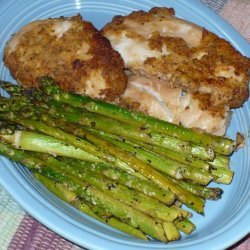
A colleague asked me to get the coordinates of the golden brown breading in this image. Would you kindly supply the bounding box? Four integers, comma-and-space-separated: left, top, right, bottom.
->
102, 8, 250, 108
4, 15, 127, 100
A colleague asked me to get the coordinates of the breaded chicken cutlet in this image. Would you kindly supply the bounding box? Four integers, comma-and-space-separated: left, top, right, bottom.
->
4, 15, 127, 100
119, 75, 231, 135
102, 7, 250, 108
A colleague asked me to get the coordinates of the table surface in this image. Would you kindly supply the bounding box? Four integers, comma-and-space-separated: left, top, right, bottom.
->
0, 0, 250, 250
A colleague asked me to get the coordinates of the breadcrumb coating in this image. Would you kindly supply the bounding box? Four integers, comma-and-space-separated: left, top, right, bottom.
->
102, 7, 250, 108
4, 15, 127, 100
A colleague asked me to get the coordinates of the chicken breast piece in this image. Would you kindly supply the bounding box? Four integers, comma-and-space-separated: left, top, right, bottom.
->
4, 15, 127, 100
102, 8, 250, 108
121, 75, 231, 135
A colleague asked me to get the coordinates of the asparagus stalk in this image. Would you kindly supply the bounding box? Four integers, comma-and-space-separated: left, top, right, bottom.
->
91, 131, 213, 185
43, 101, 214, 160
0, 96, 214, 160
35, 173, 148, 240
38, 169, 167, 242
0, 130, 102, 162
34, 155, 181, 222
37, 77, 235, 155
208, 154, 230, 168
0, 113, 204, 213
60, 158, 175, 205
211, 168, 234, 184
0, 143, 167, 242
175, 218, 196, 234
172, 179, 223, 200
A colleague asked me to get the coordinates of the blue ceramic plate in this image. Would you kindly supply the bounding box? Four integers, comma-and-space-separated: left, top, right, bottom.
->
0, 0, 250, 250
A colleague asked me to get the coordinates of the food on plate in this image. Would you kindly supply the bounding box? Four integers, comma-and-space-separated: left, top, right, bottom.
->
119, 75, 231, 135
102, 7, 250, 134
4, 15, 126, 100
0, 4, 250, 242
0, 77, 236, 242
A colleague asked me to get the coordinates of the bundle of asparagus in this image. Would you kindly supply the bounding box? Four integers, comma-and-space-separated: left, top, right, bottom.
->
0, 77, 235, 242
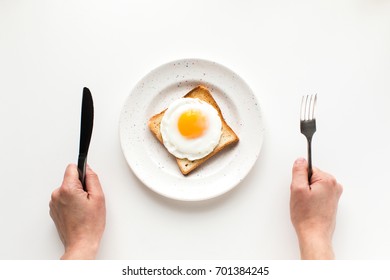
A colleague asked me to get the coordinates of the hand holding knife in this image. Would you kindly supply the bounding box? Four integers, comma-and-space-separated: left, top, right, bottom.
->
77, 87, 93, 191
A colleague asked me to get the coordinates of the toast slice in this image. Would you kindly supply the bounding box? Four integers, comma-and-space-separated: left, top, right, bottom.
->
148, 85, 239, 175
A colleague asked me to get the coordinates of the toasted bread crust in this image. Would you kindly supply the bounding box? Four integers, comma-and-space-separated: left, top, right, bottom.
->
148, 85, 239, 175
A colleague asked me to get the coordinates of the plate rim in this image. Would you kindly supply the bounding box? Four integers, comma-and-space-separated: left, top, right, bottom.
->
119, 58, 265, 201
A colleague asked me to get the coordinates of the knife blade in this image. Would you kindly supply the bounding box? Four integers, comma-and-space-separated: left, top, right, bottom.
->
77, 87, 93, 191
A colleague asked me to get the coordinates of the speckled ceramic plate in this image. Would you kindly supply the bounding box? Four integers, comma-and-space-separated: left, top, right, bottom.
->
119, 59, 264, 201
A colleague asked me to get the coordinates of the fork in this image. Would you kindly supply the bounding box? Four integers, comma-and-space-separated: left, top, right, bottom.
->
301, 94, 317, 183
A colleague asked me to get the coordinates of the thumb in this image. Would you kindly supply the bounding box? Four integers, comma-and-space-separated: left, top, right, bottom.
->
85, 165, 103, 195
62, 163, 83, 189
291, 158, 309, 189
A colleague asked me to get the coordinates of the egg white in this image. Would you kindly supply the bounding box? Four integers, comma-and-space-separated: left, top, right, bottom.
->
160, 98, 222, 160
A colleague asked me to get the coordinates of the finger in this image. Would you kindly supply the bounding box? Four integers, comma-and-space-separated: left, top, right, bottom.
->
85, 165, 103, 194
62, 163, 83, 189
291, 158, 309, 188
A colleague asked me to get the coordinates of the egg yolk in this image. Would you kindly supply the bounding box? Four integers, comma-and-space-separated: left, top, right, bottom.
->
177, 110, 208, 138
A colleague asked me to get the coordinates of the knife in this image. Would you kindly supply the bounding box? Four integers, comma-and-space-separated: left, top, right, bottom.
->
77, 87, 93, 191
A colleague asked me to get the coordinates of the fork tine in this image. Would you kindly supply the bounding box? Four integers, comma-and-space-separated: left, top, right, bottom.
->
301, 95, 307, 121
309, 94, 317, 120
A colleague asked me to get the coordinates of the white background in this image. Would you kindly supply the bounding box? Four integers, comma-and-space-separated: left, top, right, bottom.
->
0, 0, 390, 259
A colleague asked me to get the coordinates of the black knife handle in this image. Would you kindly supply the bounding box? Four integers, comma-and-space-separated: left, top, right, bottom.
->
77, 155, 87, 191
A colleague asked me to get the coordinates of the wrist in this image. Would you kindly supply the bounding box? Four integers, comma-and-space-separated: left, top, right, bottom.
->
299, 234, 335, 260
61, 242, 100, 260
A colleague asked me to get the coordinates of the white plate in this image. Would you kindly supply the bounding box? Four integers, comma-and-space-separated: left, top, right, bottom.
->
119, 59, 264, 201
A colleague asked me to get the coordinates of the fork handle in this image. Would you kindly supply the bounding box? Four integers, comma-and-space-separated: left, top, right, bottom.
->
307, 139, 313, 185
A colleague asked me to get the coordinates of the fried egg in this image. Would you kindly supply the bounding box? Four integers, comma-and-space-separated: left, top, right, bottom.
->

* **PROMPT**:
Copy out every item above verbatim, omitting the pictures.

* **RESULT OF THE EXERCISE**:
A colleague asked me to get the coordinates of the golden brown breading in this image. Would you kindly supply the bounding box? Four integers, comma-and-space-separated: left, top, right, bottom.
->
102, 8, 250, 108
4, 15, 127, 100
A colleague asked me to get the coordinates of the breaded chicken cutlet in this image. Would you kindly supply the bounding box? Four integers, comma-and-space-separated: left, top, right, bottom.
->
4, 15, 127, 100
119, 75, 231, 135
102, 7, 250, 108
A colleague asked me to get the coordinates of the table surface in this image. Would you kindly supply the bounding box? Four integers, comma-and-space-separated: left, top, right, bottom.
->
0, 0, 250, 250
A colleague asked me to get the coordinates of the breadcrumb coating in this image. Would you kindly supply the bounding box? Four integers, comma-and-space-separated: left, top, right, bottom.
->
102, 7, 250, 108
4, 15, 127, 100
A colleague asked me to get the coordinates of the chicken breast piece in this image. Would you kindly supply the bounding box? Four integers, comma-and-space-separated: left, top, right, bottom.
->
4, 15, 127, 100
102, 8, 250, 108
121, 75, 231, 135
A colleague asked me to get the coordinates of the asparagus stalk in this image. Would you kindly supply the bounding box? Four integers, comma-and-space-separated: left, top, right, bottom.
->
91, 131, 213, 185
43, 101, 214, 160
0, 96, 214, 160
35, 173, 148, 240
38, 169, 167, 242
0, 130, 102, 162
34, 155, 181, 222
37, 77, 235, 155
208, 154, 230, 168
0, 113, 204, 213
60, 158, 175, 205
211, 168, 234, 184
0, 143, 167, 242
175, 218, 196, 234
172, 179, 223, 200
A colleague asked me to get the coordinates of the blue ceramic plate in this image. Would you kindly supply the bounding box? Four integers, comma-and-space-separated: left, top, right, bottom.
->
0, 0, 250, 250
A colleague asked me to get the coordinates of the food on plate in this image. Would you kindly supply the bounding box? Four integers, comma-and-space-separated: left, top, right, bottom.
->
119, 75, 231, 135
102, 7, 250, 134
4, 15, 126, 100
0, 4, 250, 242
0, 77, 236, 242
A colleague asked me to get the coordinates of the bundle of asparagus in this image. Would you kindly supply the bounding box? Four integers, comma-and-space-separated: left, top, right, bottom.
->
0, 77, 235, 242
A colleague asked me to get the coordinates of the hand holding knife in this image. Would you kindly supply the bounding box? Four integers, comma-and-space-separated: left, top, right, bottom.
->
77, 87, 93, 191
A colleague asked me to get the coordinates of the toast slice in this image. Would you kindly supply the bounding box? Four integers, comma-and-space-separated: left, top, right, bottom.
->
148, 85, 239, 175
A colleague asked me to get the coordinates of the toasted bread crust in this image. Would you kindly supply the bounding box? Four integers, comma-and-space-separated: left, top, right, bottom.
->
148, 85, 239, 175
A colleague asked me to get the coordinates of the plate rim in this image. Would you kindly supply the bounding box? Four integers, comma-and-space-separated: left, top, right, bottom.
->
119, 58, 265, 201
A colleague asked me to get the coordinates of the knife blade in this image. Would you kindly supply the bounding box? Four integers, comma-and-space-separated: left, top, right, bottom.
->
77, 87, 93, 191
A colleague asked me to get the coordinates of the speckled ceramic plate in this image. Would you kindly supply the bounding box? Four integers, comma-and-space-separated: left, top, right, bottom.
->
119, 59, 264, 201
A colleague asked me to get the coordinates of the fork in this image. Would you kindly supply the bounding box? Four integers, comma-and-space-separated: left, top, right, bottom.
->
301, 94, 317, 183
A colleague asked me to get the coordinates of the thumb in this image. Would you kindly supply the bounding box? Four integers, comma-and-space-separated: left, top, right, bottom.
->
85, 165, 103, 195
62, 163, 83, 189
291, 158, 309, 189
A colleague asked me to get the coordinates of the egg white in this image. Would you kindly supply the bounding box? Four integers, comma-and-space-separated: left, top, right, bottom.
->
160, 98, 222, 160
A colleague asked me to get the coordinates of the finger in this image. Would you kindly supply the bounding box? Four integers, comma-and-space-separated: left, top, right, bottom.
->
85, 165, 103, 194
62, 163, 83, 189
291, 158, 309, 188
A colleague asked me to get the coordinates of the egg yolk in this image. Would you kindly supply the bounding box? Four integers, comma-and-space-separated: left, top, right, bottom.
->
177, 110, 208, 138
A colleague asked me to get the coordinates of the knife in this image. Would you kindly supply the bounding box? Four integers, comma-and-space-separated: left, top, right, bottom.
->
77, 87, 93, 191
A colleague asked me to get the coordinates of the fork tine in this image. Would you kindly supply the bounding box? Four integers, comma-and-space-separated: left, top, right, bottom.
->
301, 95, 307, 121
309, 94, 317, 120
A colleague asked me to get the coordinates of the white background in this image. Would you kindly supply the bounding box? Four integers, comma-and-space-separated: left, top, right, bottom.
->
0, 0, 390, 259
A colleague asked me to get the coordinates of the black knife handle in this image. Would you kindly supply the bounding box? Four integers, comma-and-space-separated: left, top, right, bottom.
->
77, 155, 87, 191
A colleague asked me to get the coordinates of the wrist in this image. Would you kindly supply the bounding box? Four integers, comma-and-space-separated: left, top, right, bottom.
->
299, 234, 335, 260
61, 242, 100, 260
A colleague asked me to get the coordinates of the white plate in this image. Would you kindly supply the bounding box? Four integers, comma-and-space-separated: left, top, right, bottom.
->
119, 59, 264, 201
A colleague asked me to get the coordinates of the fork handle in this image. Would you kindly supply the bounding box? Four integers, comma-and-space-separated: left, top, right, bottom.
->
307, 139, 313, 185
A colleague asked me to get the coordinates of the fried egg in this image. Would you kindly supply the bounding box? Four integers, comma-and-space-separated: left, top, right, bottom.
->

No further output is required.